▶ _TASK_
Lay out the records as a numbered list, one item per line, from their first line through the line containing "negative clicks: (113, 229) (336, 225)", skipping any blank lines.

▶ _GIVEN DATA_
━━━━━━

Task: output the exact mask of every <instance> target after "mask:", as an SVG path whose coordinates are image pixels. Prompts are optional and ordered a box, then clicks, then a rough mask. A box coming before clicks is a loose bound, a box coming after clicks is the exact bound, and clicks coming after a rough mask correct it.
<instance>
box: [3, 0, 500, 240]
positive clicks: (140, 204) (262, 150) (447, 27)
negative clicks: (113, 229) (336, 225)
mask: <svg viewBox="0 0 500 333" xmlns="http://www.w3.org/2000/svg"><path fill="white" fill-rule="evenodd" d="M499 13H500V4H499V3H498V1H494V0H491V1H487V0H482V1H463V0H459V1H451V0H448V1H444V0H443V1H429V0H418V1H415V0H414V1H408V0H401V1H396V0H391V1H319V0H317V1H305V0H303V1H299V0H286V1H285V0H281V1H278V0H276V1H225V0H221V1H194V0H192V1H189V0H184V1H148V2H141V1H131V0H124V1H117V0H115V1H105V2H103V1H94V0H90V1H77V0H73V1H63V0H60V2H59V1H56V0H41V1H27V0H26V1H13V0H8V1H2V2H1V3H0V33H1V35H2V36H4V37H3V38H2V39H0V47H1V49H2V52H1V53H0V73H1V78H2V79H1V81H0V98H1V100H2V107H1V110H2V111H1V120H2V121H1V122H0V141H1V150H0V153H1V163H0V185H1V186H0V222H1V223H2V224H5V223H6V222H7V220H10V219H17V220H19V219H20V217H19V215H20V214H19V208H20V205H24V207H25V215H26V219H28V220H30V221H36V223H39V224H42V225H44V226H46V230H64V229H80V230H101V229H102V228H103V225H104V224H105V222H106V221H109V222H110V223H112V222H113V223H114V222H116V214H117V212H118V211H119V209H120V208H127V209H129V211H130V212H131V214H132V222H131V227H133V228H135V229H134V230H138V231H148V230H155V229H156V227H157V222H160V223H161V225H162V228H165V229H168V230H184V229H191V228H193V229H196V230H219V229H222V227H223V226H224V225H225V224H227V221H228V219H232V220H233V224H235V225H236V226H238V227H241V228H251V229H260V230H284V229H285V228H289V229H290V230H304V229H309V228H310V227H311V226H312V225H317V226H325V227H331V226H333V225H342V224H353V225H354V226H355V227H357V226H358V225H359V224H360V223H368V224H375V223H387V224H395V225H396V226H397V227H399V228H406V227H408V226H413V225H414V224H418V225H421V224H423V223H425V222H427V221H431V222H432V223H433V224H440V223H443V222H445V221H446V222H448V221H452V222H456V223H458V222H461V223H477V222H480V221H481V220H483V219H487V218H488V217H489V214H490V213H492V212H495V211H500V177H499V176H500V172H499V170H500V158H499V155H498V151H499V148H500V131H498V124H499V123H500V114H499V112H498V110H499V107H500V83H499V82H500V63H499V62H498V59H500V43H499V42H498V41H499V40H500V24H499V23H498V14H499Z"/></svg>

━━━━━━

▶ _RESULT OF THE TASK_
1. Task: output the exact mask of every <instance> target after "mask:", as an SVG path whose coordinates are image pixels. Prompts are optional and ordered a box, then clicks, then a rough mask. A box coming before clicks is a loose bound, a box coming after clicks is the exact bound, and clicks coming after a rough mask correct it.
2. <instance>
3. box: [3, 0, 500, 240]
4. positive clicks: (140, 204) (262, 150) (447, 27)
5. negative clicks: (113, 229) (336, 225)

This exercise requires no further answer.